§ **TASK ITEM**:
Report each line of the entries below that includes "office".

Stored entries
_____
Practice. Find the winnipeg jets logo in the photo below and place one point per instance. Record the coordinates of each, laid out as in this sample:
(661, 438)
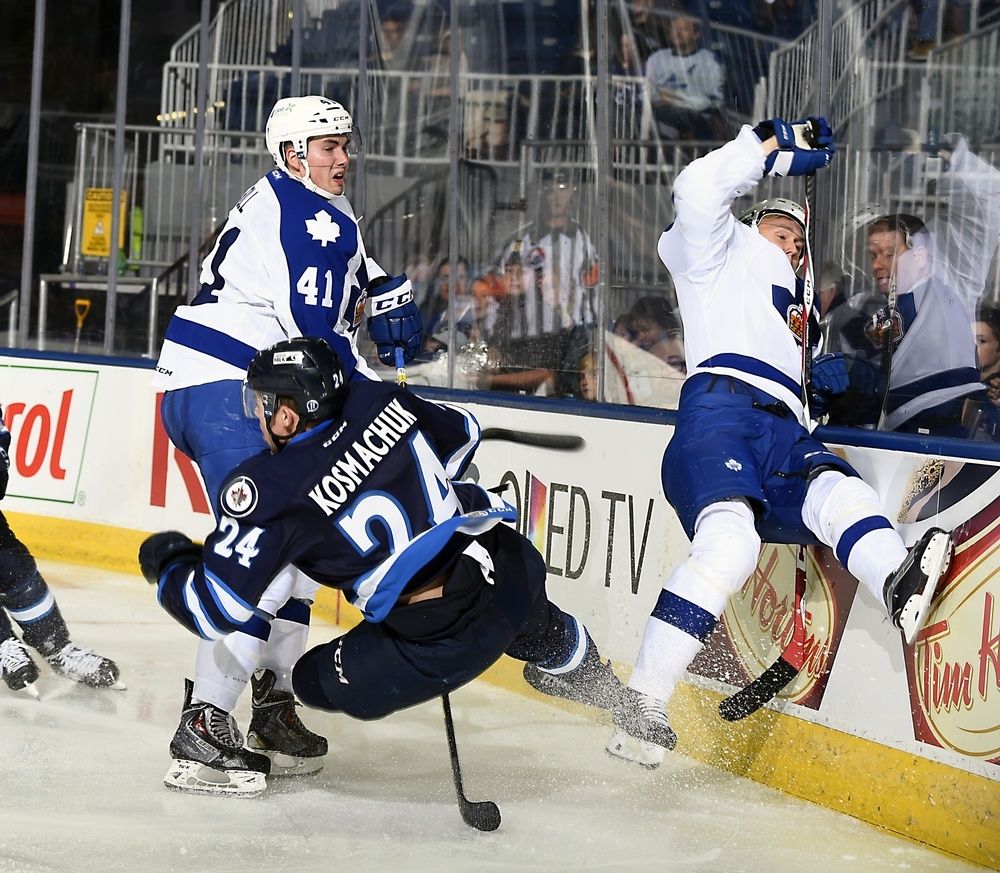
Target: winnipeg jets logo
(322, 228)
(240, 497)
(794, 320)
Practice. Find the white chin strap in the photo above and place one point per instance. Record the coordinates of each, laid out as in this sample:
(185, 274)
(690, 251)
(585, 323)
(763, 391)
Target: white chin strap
(307, 179)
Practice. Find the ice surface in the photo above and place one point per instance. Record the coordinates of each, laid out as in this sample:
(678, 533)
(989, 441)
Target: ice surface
(81, 789)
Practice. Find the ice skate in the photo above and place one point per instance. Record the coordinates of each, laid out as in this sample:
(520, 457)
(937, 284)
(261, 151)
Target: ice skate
(86, 666)
(17, 668)
(592, 682)
(209, 756)
(277, 731)
(909, 591)
(642, 731)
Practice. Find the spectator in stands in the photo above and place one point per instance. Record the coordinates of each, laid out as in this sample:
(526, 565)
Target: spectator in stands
(936, 21)
(627, 65)
(434, 311)
(934, 280)
(587, 380)
(686, 82)
(785, 19)
(652, 320)
(551, 270)
(648, 26)
(987, 333)
(392, 27)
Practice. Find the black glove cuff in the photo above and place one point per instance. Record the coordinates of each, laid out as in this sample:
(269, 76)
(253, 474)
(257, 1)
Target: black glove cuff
(764, 130)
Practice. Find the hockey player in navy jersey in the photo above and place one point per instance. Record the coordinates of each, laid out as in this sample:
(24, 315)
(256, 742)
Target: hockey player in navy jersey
(742, 466)
(289, 261)
(26, 598)
(362, 491)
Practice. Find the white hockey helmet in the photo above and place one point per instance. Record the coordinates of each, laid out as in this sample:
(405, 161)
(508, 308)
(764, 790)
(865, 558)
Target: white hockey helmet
(774, 206)
(299, 119)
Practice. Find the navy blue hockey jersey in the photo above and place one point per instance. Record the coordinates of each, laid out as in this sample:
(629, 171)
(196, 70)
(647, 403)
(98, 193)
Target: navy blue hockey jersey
(367, 504)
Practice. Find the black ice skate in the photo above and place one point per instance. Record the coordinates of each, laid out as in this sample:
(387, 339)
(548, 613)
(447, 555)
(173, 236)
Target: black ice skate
(209, 756)
(592, 682)
(16, 666)
(86, 667)
(277, 731)
(642, 730)
(909, 591)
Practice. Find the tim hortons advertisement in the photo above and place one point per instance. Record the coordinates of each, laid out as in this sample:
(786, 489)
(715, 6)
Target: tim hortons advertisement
(759, 622)
(88, 446)
(953, 668)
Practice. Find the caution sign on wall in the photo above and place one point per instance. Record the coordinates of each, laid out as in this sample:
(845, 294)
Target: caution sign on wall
(97, 223)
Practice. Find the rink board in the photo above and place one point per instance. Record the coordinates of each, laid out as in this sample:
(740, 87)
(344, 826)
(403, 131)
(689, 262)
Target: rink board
(904, 737)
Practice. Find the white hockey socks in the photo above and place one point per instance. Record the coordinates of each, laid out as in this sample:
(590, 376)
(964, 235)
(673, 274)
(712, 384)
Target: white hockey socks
(285, 646)
(223, 668)
(845, 513)
(723, 554)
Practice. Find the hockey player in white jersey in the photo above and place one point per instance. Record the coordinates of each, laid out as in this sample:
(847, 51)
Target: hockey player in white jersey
(933, 275)
(742, 466)
(290, 261)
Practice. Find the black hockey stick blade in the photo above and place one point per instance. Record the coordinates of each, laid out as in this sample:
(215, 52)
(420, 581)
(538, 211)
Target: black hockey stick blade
(763, 689)
(483, 815)
(561, 441)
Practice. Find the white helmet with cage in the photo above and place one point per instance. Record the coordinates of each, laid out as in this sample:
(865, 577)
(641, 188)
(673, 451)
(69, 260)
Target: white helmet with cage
(299, 119)
(774, 206)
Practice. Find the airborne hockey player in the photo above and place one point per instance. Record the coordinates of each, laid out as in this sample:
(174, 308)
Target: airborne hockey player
(361, 491)
(26, 598)
(742, 466)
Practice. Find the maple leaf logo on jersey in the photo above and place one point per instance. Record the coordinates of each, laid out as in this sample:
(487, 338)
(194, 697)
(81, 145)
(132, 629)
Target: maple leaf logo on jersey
(322, 228)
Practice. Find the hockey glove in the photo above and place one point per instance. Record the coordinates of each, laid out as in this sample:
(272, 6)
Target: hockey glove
(4, 457)
(803, 146)
(159, 551)
(829, 378)
(395, 320)
(865, 376)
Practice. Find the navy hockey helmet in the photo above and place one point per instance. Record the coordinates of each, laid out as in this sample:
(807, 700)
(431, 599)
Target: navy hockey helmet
(304, 370)
(774, 206)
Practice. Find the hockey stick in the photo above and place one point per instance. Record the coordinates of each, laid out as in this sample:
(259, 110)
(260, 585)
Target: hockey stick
(560, 441)
(888, 327)
(483, 815)
(766, 686)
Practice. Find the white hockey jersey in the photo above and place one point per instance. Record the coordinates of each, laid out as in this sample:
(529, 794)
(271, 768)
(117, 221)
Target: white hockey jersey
(738, 295)
(288, 263)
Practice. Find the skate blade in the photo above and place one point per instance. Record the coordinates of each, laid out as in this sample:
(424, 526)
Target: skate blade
(192, 776)
(624, 746)
(934, 563)
(32, 691)
(289, 765)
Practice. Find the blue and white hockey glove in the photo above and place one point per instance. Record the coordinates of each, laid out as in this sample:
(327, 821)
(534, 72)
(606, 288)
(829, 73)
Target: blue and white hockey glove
(804, 146)
(395, 320)
(829, 378)
(4, 457)
(159, 551)
(866, 377)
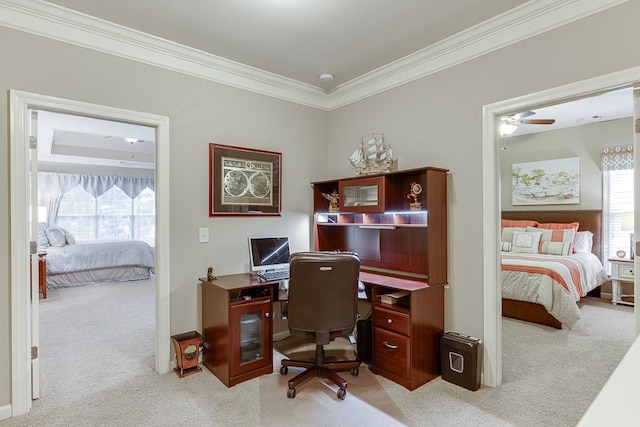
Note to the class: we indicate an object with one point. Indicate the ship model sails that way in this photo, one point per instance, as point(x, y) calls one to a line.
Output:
point(373, 155)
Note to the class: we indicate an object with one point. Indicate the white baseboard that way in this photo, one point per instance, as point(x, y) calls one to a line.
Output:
point(5, 412)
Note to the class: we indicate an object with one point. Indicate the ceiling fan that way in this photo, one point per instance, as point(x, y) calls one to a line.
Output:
point(509, 123)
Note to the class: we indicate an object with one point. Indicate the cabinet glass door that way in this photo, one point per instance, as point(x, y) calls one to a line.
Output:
point(250, 336)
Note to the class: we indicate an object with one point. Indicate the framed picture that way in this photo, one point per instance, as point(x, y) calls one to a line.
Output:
point(244, 181)
point(548, 182)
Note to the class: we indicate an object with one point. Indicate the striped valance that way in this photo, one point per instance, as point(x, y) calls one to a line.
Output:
point(617, 158)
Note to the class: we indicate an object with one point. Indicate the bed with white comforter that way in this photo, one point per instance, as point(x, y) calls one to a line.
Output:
point(98, 261)
point(553, 281)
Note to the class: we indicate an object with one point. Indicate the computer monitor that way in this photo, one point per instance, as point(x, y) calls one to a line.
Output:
point(268, 253)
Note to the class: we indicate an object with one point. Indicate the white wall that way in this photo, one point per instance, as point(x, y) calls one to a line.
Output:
point(436, 120)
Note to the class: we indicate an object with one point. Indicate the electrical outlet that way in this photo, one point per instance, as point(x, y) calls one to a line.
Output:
point(203, 235)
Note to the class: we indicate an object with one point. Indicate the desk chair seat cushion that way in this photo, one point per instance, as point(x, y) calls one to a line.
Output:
point(323, 295)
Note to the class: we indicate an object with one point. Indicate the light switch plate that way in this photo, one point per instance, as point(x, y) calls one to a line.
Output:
point(203, 235)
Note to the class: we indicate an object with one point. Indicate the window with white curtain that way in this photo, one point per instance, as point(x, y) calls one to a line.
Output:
point(112, 215)
point(618, 183)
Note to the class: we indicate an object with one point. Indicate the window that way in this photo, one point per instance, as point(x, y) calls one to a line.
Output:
point(112, 215)
point(618, 199)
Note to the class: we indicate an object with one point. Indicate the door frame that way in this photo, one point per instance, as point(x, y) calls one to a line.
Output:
point(491, 206)
point(20, 104)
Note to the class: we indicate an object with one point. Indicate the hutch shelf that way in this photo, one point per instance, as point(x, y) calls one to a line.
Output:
point(401, 239)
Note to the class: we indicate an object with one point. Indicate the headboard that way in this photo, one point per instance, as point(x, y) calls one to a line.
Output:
point(589, 221)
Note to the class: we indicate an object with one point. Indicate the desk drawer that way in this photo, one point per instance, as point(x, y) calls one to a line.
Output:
point(391, 352)
point(626, 272)
point(391, 320)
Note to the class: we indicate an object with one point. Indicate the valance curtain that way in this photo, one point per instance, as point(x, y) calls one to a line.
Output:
point(52, 186)
point(617, 158)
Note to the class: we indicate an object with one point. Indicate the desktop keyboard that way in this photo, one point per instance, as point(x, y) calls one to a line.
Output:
point(273, 275)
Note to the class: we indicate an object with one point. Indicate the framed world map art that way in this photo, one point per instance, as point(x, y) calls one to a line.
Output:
point(244, 181)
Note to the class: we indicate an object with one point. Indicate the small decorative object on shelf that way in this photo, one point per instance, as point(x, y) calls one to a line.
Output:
point(334, 199)
point(187, 346)
point(373, 155)
point(210, 275)
point(416, 189)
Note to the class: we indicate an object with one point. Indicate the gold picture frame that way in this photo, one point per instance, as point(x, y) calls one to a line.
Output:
point(244, 181)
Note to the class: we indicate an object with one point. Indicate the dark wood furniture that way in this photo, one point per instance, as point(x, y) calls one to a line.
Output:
point(590, 220)
point(400, 250)
point(237, 327)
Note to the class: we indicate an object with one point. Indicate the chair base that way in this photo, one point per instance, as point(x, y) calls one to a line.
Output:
point(321, 369)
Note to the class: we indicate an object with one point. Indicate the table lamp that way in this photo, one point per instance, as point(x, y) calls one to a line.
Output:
point(627, 224)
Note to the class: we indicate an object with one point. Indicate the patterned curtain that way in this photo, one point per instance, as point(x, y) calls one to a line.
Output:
point(617, 158)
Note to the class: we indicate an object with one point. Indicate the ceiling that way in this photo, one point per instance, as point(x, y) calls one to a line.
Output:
point(293, 39)
point(601, 108)
point(300, 39)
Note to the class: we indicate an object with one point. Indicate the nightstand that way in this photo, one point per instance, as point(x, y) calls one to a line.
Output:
point(621, 271)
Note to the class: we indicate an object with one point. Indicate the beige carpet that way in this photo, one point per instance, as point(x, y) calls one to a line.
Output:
point(97, 370)
point(366, 402)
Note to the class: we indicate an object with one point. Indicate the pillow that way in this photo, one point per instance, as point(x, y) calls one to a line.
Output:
point(583, 241)
point(524, 242)
point(555, 235)
point(518, 223)
point(68, 237)
point(507, 233)
point(56, 236)
point(43, 240)
point(559, 225)
point(555, 248)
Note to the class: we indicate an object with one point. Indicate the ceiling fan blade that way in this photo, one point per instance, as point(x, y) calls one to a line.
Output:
point(538, 121)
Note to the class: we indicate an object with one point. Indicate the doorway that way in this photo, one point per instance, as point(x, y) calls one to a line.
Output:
point(21, 105)
point(492, 370)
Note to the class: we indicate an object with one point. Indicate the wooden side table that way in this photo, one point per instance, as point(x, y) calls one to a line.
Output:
point(622, 270)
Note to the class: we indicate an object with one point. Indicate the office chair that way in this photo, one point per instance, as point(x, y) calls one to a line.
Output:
point(323, 298)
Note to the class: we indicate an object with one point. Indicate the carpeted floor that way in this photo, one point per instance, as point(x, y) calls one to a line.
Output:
point(97, 370)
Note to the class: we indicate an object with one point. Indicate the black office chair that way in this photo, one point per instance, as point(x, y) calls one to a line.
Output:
point(323, 299)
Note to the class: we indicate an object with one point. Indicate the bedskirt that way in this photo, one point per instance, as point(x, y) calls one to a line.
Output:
point(97, 276)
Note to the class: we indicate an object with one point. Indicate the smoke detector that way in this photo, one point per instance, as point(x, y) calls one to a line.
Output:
point(326, 78)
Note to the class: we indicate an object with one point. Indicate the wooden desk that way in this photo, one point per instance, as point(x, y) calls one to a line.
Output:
point(237, 325)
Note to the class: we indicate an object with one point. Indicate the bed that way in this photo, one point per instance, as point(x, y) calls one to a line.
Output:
point(545, 288)
point(98, 261)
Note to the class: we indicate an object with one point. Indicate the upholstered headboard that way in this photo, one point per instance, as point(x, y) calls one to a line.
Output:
point(589, 220)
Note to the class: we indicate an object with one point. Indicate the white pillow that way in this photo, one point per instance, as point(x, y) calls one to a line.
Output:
point(524, 242)
point(555, 248)
point(56, 236)
point(43, 240)
point(507, 233)
point(69, 237)
point(583, 241)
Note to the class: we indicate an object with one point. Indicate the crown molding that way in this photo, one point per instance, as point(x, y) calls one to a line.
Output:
point(528, 20)
point(58, 23)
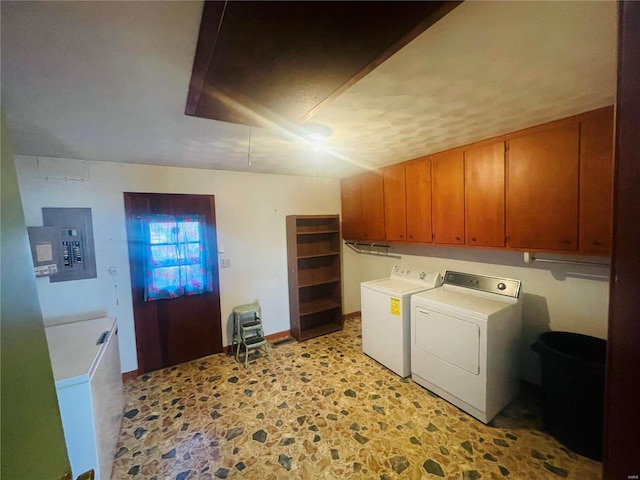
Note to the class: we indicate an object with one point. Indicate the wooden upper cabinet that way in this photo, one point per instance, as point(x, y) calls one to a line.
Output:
point(351, 206)
point(542, 188)
point(418, 200)
point(372, 226)
point(596, 181)
point(484, 195)
point(395, 212)
point(447, 170)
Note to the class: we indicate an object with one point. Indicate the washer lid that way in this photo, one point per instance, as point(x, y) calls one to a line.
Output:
point(393, 286)
point(468, 303)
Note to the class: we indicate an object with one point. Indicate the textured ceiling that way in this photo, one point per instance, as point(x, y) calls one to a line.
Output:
point(108, 81)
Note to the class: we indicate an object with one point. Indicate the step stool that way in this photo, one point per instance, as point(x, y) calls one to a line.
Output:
point(247, 330)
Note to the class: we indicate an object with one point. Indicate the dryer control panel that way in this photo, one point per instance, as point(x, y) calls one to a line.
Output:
point(499, 286)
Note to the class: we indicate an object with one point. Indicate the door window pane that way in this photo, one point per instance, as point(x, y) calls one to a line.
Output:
point(177, 261)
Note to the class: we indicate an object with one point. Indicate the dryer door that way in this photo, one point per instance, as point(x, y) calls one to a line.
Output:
point(448, 338)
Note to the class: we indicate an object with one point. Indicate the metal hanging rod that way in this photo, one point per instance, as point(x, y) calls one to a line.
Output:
point(354, 246)
point(529, 258)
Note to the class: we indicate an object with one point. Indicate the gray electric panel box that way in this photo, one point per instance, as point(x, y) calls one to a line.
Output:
point(43, 250)
point(74, 241)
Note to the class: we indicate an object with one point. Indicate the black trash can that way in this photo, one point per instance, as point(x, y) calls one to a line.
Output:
point(573, 389)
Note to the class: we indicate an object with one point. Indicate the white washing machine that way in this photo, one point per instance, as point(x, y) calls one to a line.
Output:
point(466, 342)
point(386, 315)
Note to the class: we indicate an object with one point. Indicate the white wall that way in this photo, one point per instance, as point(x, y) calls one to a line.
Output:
point(250, 216)
point(555, 297)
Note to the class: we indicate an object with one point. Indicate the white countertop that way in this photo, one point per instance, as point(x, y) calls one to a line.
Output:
point(73, 349)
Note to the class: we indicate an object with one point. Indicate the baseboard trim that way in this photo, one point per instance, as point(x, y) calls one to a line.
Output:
point(127, 376)
point(352, 315)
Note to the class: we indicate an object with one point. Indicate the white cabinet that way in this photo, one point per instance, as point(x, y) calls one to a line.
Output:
point(86, 367)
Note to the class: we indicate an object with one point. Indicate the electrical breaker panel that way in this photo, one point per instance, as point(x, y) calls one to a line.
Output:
point(73, 242)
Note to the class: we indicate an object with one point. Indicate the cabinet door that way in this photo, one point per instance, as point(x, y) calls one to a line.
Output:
point(448, 197)
point(418, 199)
point(596, 181)
point(542, 189)
point(395, 223)
point(484, 195)
point(372, 226)
point(351, 204)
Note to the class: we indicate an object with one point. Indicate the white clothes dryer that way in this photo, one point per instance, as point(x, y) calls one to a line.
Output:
point(386, 315)
point(466, 342)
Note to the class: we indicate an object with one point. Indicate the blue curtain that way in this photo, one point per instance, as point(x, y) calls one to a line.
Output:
point(176, 258)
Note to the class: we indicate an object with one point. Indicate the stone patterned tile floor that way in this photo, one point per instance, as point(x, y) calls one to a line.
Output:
point(322, 409)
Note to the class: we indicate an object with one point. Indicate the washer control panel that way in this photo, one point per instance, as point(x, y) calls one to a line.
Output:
point(416, 274)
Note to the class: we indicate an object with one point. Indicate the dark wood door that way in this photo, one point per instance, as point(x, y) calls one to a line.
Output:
point(372, 226)
point(395, 211)
point(351, 203)
point(418, 197)
point(621, 452)
point(173, 330)
point(542, 189)
point(596, 181)
point(447, 170)
point(484, 195)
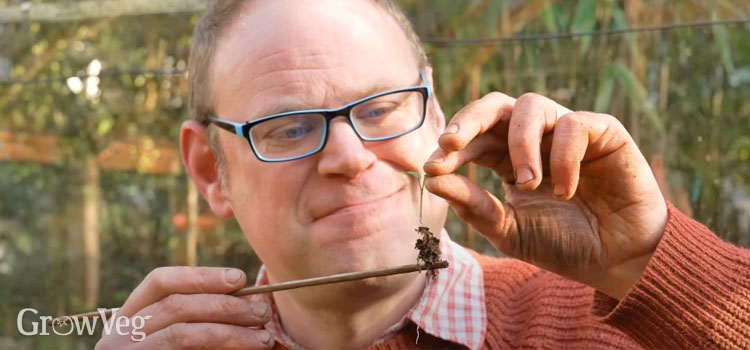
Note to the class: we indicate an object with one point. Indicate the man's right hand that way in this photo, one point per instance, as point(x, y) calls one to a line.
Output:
point(190, 309)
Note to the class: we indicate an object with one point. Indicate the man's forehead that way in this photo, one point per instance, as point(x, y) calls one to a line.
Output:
point(293, 50)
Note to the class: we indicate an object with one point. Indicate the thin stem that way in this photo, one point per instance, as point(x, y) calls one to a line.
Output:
point(421, 196)
point(344, 277)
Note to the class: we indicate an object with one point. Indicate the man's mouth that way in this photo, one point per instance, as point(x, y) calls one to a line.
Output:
point(357, 205)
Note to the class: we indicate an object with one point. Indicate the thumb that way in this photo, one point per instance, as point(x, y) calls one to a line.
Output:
point(482, 210)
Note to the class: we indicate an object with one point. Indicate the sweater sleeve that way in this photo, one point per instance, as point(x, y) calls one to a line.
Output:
point(694, 293)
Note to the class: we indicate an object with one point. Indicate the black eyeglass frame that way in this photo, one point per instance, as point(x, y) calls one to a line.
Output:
point(243, 129)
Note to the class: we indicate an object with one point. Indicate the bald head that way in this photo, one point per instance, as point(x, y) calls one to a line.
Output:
point(219, 17)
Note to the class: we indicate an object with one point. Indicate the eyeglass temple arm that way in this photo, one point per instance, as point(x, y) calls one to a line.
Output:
point(227, 125)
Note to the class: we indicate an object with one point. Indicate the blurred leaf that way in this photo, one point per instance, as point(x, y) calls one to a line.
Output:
point(725, 50)
point(584, 20)
point(549, 18)
point(604, 92)
point(637, 94)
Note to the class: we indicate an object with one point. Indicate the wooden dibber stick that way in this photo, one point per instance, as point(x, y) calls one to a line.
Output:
point(316, 281)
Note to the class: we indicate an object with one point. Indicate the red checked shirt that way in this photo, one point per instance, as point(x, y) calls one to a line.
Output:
point(451, 308)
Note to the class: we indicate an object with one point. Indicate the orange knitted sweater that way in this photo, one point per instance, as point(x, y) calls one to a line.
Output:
point(694, 294)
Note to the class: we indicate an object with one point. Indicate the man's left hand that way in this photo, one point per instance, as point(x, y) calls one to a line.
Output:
point(580, 198)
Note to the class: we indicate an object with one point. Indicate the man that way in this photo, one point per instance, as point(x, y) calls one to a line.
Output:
point(329, 104)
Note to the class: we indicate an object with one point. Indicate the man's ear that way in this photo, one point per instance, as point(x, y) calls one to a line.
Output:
point(200, 163)
point(438, 118)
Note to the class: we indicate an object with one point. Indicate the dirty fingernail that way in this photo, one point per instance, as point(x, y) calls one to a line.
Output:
point(260, 309)
point(523, 176)
point(451, 129)
point(559, 191)
point(264, 337)
point(232, 276)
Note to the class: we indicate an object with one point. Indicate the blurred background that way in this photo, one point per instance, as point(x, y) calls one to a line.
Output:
point(92, 191)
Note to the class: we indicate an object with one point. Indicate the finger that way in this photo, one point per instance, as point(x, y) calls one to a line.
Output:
point(579, 137)
point(569, 143)
point(487, 150)
point(164, 281)
point(479, 208)
point(475, 119)
point(206, 336)
point(533, 116)
point(211, 308)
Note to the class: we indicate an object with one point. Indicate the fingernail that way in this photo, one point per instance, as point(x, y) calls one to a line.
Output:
point(559, 190)
point(451, 129)
point(264, 336)
point(232, 276)
point(260, 309)
point(523, 176)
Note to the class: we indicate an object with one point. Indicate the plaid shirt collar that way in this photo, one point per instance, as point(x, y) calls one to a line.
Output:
point(451, 308)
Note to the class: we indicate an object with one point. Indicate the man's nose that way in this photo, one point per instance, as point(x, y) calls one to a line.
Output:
point(344, 153)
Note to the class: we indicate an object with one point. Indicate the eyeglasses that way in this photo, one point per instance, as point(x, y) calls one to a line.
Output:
point(294, 135)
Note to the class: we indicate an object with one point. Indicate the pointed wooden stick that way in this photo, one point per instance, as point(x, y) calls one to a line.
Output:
point(344, 277)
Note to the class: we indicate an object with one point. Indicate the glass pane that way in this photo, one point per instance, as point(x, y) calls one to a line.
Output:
point(389, 115)
point(288, 136)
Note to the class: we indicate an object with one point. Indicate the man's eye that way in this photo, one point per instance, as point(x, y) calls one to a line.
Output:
point(377, 111)
point(291, 132)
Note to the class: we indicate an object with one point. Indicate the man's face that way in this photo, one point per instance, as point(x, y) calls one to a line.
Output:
point(350, 207)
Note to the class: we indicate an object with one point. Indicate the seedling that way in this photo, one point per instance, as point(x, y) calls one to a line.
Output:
point(428, 259)
point(428, 245)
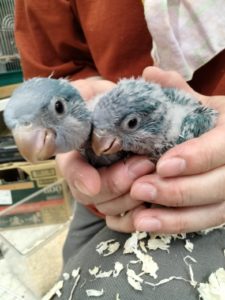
_____
§ **RESPONSE AREA**:
Note to the class: we indicate an object with one point. Indicate the office chair that way in this photo, one point per instance, as point(x, y) calls one to a line.
Note to the class: we indicate an object with one point. Indicate the black office chair that way in this photo, one point per instance, as point(x, y) calls one to a line.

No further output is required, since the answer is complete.